▶ Collection entries

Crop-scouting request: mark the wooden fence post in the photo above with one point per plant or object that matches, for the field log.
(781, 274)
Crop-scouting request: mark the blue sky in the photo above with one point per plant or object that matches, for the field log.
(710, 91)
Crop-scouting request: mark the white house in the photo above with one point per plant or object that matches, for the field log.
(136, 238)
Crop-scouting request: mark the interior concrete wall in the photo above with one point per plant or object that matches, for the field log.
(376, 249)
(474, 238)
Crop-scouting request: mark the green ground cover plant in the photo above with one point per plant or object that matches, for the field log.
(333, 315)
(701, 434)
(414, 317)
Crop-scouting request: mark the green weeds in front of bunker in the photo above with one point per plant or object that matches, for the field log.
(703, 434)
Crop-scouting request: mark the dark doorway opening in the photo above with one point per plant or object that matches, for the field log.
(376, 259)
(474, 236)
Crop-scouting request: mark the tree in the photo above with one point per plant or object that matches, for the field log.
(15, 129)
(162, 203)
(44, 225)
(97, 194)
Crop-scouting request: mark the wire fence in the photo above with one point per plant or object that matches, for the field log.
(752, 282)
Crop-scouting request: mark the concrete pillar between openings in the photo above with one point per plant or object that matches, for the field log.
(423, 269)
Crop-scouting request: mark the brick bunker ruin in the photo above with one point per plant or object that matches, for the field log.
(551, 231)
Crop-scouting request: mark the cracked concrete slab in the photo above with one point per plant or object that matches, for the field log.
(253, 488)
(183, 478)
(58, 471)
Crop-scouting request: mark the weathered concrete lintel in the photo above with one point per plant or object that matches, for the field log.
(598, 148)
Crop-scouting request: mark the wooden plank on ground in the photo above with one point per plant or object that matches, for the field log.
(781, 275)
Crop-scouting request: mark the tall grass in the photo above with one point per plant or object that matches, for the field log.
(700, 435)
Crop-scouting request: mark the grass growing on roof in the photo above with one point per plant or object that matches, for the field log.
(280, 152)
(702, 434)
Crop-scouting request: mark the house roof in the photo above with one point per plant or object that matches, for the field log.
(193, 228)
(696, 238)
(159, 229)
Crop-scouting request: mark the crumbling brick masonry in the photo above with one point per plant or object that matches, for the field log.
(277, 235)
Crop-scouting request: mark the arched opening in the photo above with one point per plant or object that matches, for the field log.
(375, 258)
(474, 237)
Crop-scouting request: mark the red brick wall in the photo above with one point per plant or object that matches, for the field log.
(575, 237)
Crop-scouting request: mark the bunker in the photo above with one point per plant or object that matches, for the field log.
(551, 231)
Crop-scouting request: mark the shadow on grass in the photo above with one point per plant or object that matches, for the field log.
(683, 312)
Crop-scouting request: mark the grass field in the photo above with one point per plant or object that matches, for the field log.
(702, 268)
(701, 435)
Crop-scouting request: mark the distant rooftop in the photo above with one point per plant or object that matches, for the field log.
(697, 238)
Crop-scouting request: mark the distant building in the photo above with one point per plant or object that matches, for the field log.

▶ What is expected
Output every one of the records above word for word, with no changes.

▶ Response to this task
Crop-scouting request: mark the wooden fence post in the photo above with one point per plant or object that matches, for the field log.
(781, 274)
Crop-scouting request: mark the blue sky in the photo above with one point per plant or object that matches, for the field log.
(710, 91)
Crop-scouting request: mark the white house in the photo above with one point per plant or object that matches, for the field log.
(136, 238)
Crop-scouting request: mark the interior concrete wall in the photo above with one point per plant or object that matches, for the field log.
(376, 249)
(474, 238)
Crop-scouting request: mark the green ground cover plant in the photo above with one point per plant or object that matches, for the field log.
(333, 315)
(701, 434)
(414, 317)
Crop-scouting request: mark the green weeds in front of bunker in the photo above with one point per plant or object that matches, for the field log.
(703, 434)
Crop-scouting request: mark the dark doorway opening in the photo above with one point per plant or object that matches, for the field log.
(376, 259)
(474, 236)
Crop-scouting request: mark the tree in the photo above with one point per plant or object that matches, for the field log.
(15, 129)
(162, 203)
(44, 225)
(97, 194)
Crop-scouting request: mark the wire fence in the photo above with one point per plant or object that matches, for the field log.
(752, 282)
Crop-scouting request: mark the concrete pillar between openings in the photo above with one point per plant or object that matches, for the field log.
(423, 269)
Crop-scouting request: mark the brick bunker ruin in the photo above with one point per plant or object that matches, for the field log.
(551, 231)
Crop-scouting request: mark the cracked concrete slab in the photo above with one point per plant or object that matches, for the field log.
(253, 488)
(183, 478)
(58, 471)
Crop-scouting request: mark the weathered concrete lintel in the photo above with one point per plant or object that matches, for the field log.
(598, 148)
Crop-scouting request: mark the wooden plank on ground in the photo above with one point per plant or object that matches, for the field log.
(781, 275)
Crop-scouting request: mark the tall grass in the photo above with one point per plant or object that matches, for the field log.
(700, 435)
Crop-scouting request: mark the grass growing on roof in the photo above with one point per plant or object that matches, for the field log.
(280, 152)
(702, 434)
Crop-scouting request: mark the house roof in the photo above with one point per plant or object that matches, for the field log.
(193, 228)
(696, 238)
(159, 229)
Crop-scouting request: mark the crumbling brick masonry in the photo above with one point per plant or object that matches, for the field log.
(277, 235)
Crop-scouting request: mark the arched opening in the photo above with one point per plant or object that matches, for the field log.
(375, 258)
(474, 237)
Crop-scouting request: mark the red brick wall in the photo above with one point per plant or object that matches, for the field log.
(575, 237)
Crop-scouting request: mark the bunker in the photo above with one point per plant or object that matches, for the field log.
(551, 231)
Crop-scouting request: mark the shadow on grass in the photo above with one point per plant or object that matches, for the field log.
(683, 312)
Crop-scouting request: mark the grass field in the photo above with one point per plant or object that matches, for the field log.
(702, 268)
(701, 435)
Crop-scouting request: mark the distant rooftop in the photo above with one point per plant or object that matches, for the field log.
(697, 238)
Crop-scouting request: mark the distant building in the photo above with one point per plant or object that matches, for the field log.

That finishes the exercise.